PASSAGE TO READ:
┌──
Simply put, glycolysis (glyco = sugar; lysis = splitting) splits a 6‐carbon sugar, glucose, into two molecules of 3‐carbon pyruvate in a series of steps, each catalyzed by a particular enzyme. The energy of the sugar molecule is released in stages and transferred to adenosine triphosphate (ATP) and the reduced coenzyme nicotinamide adenine dinucleotide (NADH), each of which are then available for other energy‐requiring metabolic processes. (Note: Pyruvic acid formed in the reactions dissociates to pyruvate plus H +; the acid and the pyruvate exist together in equilibrium, and so the names “pyruvate” and “pyruvic acid” are used interchangeably by textbook authors.)
First steps (preparatory, energy-using stages)
The energy needed to start the reaction comes from an ATP molecule that is added, together with a phosphate group, to one of the sugar carbons, thereby energizing the sugar to glucose‐6‐phosphate.
The molecule is restructured, a second ATP enters, binding another phosphate group to a different carbon atom, and the 6‐carbon energized sugar molecule splits into two 3‐carbon molecules, each with a phosphate group consisting of dihydroxyacetone phosphate (DHAP) and glyceraldehyde 3‐phosphate (PGAL).
Final steps (energy-releasing phase)
DHAP converts to PGAL. There are now two molecules of PGAL going forward. Two almost simultaneous reactions occur next: an oxidation and a phosphorylation. Energy is harvested in the oxidation of PGAL (H atoms and their electrons are removed), and the coenzyme NAD + is reduced (H atoms and electrons added) to form NADH, a high‐energy compound.
└──
PROVIDED RECORDS:
┌──
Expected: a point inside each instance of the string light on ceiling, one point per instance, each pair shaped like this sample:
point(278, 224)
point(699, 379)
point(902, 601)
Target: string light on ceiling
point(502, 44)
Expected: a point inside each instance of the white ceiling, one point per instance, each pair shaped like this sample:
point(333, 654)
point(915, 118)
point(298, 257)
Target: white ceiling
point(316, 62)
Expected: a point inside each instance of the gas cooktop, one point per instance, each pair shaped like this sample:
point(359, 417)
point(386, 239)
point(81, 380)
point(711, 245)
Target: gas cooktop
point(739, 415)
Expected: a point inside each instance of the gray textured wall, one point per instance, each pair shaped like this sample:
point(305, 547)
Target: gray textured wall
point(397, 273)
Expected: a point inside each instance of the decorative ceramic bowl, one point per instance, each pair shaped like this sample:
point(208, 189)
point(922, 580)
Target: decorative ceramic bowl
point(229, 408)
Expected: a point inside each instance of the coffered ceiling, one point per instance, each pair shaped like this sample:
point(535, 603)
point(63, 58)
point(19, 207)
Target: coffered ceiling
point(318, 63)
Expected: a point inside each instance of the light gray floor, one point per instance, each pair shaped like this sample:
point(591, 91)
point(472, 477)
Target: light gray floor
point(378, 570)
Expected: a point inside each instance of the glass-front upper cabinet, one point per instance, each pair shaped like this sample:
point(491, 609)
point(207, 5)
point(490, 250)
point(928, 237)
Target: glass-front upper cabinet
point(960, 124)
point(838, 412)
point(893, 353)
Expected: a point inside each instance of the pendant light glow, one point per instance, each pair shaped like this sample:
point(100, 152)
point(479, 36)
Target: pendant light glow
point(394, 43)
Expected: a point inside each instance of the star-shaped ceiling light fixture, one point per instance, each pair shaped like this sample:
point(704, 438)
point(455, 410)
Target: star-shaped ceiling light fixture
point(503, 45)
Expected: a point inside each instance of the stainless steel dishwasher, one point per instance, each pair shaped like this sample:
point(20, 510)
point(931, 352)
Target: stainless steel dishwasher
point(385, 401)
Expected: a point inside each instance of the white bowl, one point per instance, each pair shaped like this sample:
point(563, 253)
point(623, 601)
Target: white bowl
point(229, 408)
└──
CHECK YOUR UNDERSTANDING:
(A) Answer these from the glycolysis text, one line each, marked (i), (ii), (iii):
(i) What does glycolysis split one molecule of glucose into?
(ii) What does the sugar become once the first ATP adds a phosphate group to one of its carbons?
(iii) In the final steps, what compound is formed when NAD + is reduced?
(B) Please recast the glycolysis paragraph beginning "The molecule is restructured" as a short bulleted list that keeps its main facts.
(C) Give a continuation of the glycolysis text that picks up after its final sentence.

YOUR WRITTEN ANSWERS:
(A)
(i) Two molecules of 3‐carbon pyruvate.
(ii) Glucose‐6‐phosphate.
(iii) NADH, a high‐energy compound.

(B)
- The molecule is restructured.
- A second ATP enters and binds another phosphate group to a different carbon atom.
- The 6‐carbon energized sugar splits into two 3‐carbon molecules, each with a phosphate group: dihydroxyacetone phosphate (DHAP) and glyceraldehyde 3‐phosphate (PGAL).

(C)
The phosphorylation, using some of the oxidation energy, attaches an inorganic phosphate group (P i) to the carbon ring (the bond energy is similar to that of the high energy bonds of ATP). The substrate is now 1,3‐bisphosphoglycerate, with two phosphate groups attached.
A phosphate group is released to phosphorylate a molecule of ADP, forming a molecule of ATP. This kind of phosphorylation—formation of ATP by transferring a P i from a metabolic intermediate compound—is called substrate‐level phosphorylation. Since there are two PGAL molecules from each glucose molecule, two ATPs are formed at this stage. Two ATPs were needed to activate the pathway, so at this point the energy use and production are equal.
The substrate molecule is restructured: The remaining P i group is moved to another binding site in the molecule, and a molecule of water is removed resulting in a high‐energy, phosphorylated compound being formed (phosphoenolpyruvate).
A second substrate‐level phosphorylation takes place; the P i is moved to ADP, and the second molecule of ATP is formed.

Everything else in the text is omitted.